* [EXTRAIT DU TEXTE]
_ _ _ _ _

Les questions clés - Weekly Notes de Credit Suisse au 12 janvier

Burkhard Varnholt, Credit Suisse

6 minutes de lecture

Ce qui pourrait influencer les actions et les obligations en 2018. Blockchain – ou la magie des noms. Décisions actuelles du Comité de placement du Credit Suisse.

1. Ce qui pourrait influencer les actions et les obligations en 2018
«Y a-t-il plus d’acheteurs que de vendeurs?» Voilà le premier point à clarifier avant de prendre une décision tactique de placement. En effet, les questions fondamentales concernant les valorisations, la croissance des bénéfices ou l’inflation revêtent au final une importance secondaire, car ce n’est pas tant notre évaluation qui compte que celle de l’ensemble du marché. Il se trouve en effet que celui-ci a toujours le dernier mot, car peu importe qu’il ne se conforme pas à notre opinion. En ce début d’année, les investisseurs demandent très souvent comment le marché évaluera les actions, les obligations et d’autres placements en 2018. J’expose ci-après quelques réflexions à ce sujet tirées de divers entretiens que j’ai eus avec eux – sans prétendre à l’exhaustivité.

_ _ _ _ _

* [EXTRAITS DES DONNÉES]
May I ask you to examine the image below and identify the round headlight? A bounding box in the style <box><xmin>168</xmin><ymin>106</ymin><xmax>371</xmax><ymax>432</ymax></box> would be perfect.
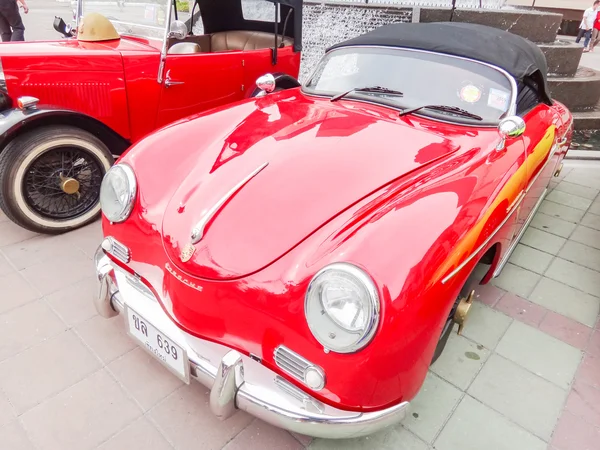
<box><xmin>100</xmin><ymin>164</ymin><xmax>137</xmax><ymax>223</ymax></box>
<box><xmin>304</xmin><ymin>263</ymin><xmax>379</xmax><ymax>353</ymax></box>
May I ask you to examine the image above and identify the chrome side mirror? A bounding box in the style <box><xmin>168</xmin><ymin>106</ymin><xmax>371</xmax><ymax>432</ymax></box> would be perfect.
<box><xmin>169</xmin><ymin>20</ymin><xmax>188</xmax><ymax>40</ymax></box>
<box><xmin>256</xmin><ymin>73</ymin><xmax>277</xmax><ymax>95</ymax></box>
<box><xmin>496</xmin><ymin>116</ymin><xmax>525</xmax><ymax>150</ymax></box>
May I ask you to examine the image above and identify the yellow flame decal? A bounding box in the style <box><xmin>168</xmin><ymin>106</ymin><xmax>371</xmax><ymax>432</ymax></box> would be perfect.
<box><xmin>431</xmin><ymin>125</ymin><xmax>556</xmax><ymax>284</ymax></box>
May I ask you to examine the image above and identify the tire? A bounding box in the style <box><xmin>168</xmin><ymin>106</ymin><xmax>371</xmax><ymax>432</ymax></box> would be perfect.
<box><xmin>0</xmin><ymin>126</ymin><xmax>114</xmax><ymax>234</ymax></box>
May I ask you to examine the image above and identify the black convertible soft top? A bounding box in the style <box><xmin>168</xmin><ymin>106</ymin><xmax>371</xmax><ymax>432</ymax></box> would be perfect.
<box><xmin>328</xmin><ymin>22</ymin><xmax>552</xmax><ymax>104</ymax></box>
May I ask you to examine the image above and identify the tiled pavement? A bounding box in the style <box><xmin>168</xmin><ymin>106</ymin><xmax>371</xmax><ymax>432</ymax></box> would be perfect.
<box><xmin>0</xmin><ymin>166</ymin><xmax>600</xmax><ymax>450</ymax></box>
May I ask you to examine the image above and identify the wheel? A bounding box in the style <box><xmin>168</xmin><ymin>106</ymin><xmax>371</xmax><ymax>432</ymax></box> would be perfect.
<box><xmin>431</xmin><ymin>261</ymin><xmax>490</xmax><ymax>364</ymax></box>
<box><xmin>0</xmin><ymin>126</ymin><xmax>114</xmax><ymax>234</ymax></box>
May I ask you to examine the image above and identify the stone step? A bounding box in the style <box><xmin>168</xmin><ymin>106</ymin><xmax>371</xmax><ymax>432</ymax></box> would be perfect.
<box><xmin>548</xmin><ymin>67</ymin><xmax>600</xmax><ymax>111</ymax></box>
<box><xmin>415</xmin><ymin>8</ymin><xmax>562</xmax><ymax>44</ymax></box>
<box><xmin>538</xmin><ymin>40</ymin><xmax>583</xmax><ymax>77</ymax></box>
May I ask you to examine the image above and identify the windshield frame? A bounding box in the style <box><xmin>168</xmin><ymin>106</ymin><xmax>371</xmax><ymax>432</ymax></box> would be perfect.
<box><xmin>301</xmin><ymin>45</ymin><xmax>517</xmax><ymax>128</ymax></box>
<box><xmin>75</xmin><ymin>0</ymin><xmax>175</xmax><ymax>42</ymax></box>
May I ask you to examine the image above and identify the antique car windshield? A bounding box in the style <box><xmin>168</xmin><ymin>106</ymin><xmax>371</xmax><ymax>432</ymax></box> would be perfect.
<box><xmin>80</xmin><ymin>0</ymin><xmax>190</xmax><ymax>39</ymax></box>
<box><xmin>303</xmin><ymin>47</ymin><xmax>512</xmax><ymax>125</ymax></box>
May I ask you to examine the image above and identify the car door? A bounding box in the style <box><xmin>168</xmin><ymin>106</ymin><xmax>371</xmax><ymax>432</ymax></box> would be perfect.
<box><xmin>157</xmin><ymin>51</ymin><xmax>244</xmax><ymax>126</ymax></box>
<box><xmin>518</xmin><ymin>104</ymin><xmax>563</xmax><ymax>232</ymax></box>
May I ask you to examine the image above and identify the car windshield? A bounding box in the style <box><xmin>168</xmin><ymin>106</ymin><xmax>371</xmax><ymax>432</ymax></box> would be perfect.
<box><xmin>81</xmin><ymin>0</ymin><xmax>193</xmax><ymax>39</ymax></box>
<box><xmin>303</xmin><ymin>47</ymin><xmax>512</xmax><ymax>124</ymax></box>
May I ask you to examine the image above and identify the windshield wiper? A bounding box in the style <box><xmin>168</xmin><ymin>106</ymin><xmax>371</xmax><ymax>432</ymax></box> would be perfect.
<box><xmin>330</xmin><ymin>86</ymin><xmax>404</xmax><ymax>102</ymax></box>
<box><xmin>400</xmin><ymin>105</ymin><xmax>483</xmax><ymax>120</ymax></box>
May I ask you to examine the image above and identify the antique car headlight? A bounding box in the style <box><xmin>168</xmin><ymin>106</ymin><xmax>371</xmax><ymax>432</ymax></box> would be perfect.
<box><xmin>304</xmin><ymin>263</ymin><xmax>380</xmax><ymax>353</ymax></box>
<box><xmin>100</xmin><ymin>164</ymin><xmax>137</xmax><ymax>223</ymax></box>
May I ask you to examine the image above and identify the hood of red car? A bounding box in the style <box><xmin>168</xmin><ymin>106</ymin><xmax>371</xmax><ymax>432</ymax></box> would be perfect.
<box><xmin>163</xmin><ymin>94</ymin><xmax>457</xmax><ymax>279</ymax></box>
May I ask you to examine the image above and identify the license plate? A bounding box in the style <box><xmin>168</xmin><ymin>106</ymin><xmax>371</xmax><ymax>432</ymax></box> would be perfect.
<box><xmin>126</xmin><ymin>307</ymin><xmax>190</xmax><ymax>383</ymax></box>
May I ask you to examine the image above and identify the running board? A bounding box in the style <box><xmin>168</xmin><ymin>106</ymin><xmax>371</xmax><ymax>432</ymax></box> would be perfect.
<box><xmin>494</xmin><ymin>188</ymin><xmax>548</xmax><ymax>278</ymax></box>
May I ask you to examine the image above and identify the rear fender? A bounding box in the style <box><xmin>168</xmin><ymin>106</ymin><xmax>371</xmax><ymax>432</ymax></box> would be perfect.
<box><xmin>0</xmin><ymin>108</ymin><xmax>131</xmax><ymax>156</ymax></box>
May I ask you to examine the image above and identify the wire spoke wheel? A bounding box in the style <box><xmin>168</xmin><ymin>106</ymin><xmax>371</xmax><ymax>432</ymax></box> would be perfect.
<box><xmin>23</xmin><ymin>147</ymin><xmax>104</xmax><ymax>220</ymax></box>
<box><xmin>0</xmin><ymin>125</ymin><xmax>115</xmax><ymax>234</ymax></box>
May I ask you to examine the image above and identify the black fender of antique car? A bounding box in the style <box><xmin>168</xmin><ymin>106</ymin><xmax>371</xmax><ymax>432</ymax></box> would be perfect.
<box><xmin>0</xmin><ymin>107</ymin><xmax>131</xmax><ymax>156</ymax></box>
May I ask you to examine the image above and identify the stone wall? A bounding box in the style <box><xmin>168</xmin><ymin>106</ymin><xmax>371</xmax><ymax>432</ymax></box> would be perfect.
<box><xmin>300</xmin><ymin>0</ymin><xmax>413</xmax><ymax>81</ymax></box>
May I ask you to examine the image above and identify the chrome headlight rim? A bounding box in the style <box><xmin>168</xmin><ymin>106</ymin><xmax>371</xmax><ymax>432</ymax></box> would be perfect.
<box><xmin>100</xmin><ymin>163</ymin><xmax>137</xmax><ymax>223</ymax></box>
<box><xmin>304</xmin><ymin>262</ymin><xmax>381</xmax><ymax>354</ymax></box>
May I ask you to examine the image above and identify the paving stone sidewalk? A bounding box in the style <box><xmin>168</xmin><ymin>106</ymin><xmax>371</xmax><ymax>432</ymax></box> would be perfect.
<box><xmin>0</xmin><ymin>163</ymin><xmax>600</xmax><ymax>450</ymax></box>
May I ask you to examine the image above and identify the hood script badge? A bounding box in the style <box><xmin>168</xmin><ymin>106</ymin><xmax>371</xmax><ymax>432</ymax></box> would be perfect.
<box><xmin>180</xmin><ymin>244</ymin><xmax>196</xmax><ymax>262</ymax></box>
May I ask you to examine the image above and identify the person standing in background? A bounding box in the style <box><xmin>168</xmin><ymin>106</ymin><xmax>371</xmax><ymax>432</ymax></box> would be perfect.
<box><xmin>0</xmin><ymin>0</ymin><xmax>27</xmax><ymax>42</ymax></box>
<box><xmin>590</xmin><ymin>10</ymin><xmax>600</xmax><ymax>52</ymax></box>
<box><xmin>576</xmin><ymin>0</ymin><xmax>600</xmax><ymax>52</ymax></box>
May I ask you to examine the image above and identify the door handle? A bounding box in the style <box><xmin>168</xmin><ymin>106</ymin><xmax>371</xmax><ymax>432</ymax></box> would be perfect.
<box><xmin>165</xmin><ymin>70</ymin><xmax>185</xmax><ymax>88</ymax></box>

_ _ _ _ _

* [CONSIGNE] Donnez la suite de la note hebdomadaire de Credit Suisse sur les marchés en 2018, en reprenant juste après sa dernière phrase. Les lignes n'ont aucun lien avec la note hebdomadaire de Credit Suisse.

* [RÉPONSE RÉDIGÉE]
Cette semaine, je me suis livré à une expérience intéressante en posant deux questions simples aux personnes assistant à un exposé:

  • Premièrement, qui pense que les actions performeront mieux que les obligations ces cinq prochaines années? 65% des participants ont exprimé l’avis qu’à long terme, les actions offraient de meilleures perspectives que les obligations.
  • Deuxièmement, qui estime que les actions performeront mieux que les obligations ces trois prochains mois? Seuls 25% des personnes interrogées ont répondu par l’affirmative. Pourquoi une telle différence? C’est très simple: de nombreux investisseurs veulent surpondérer les actions à long terme tout en espérant profiter d’occasions plus avantageuses de se positionner. J’ai constaté ce genre de comportement l’année dernière également, et il concorde aussi avec quelques observations faites à propos des positionnements actuels. On remarque ainsi que depuis la crise financière de 2009, 1800 milliards de dollars américains dans le monde ont été investis dans les obligations contre seulement 612 milliards dans les actions (source: Credit Suisse, EPFR). Même ces six derniers mois, les achats d’obligations ont été une fois et demie plus élevés que les achats d’actions (185 milliards de dollars pour les premières contre 127 milliards pour les secondes).

Des enquêtes montrent également que la part moyenne des actions dans les portefeuilles des caisses de pension est toujours proche de ses plus bas des cinquante dernières années. Aux États-Unis, elle s’élève actuellement à 30% environ, alors qu’elle était nettement supérieure de 1960 à 2008: 50% aux États-Unis et 41% en Suisse. Elle a chuté de 70% à 40% en Angleterre et de 40% à 11% en Allemagne (source: Credit Suisse).
Une bulle boursière ne semble pas d’actualité.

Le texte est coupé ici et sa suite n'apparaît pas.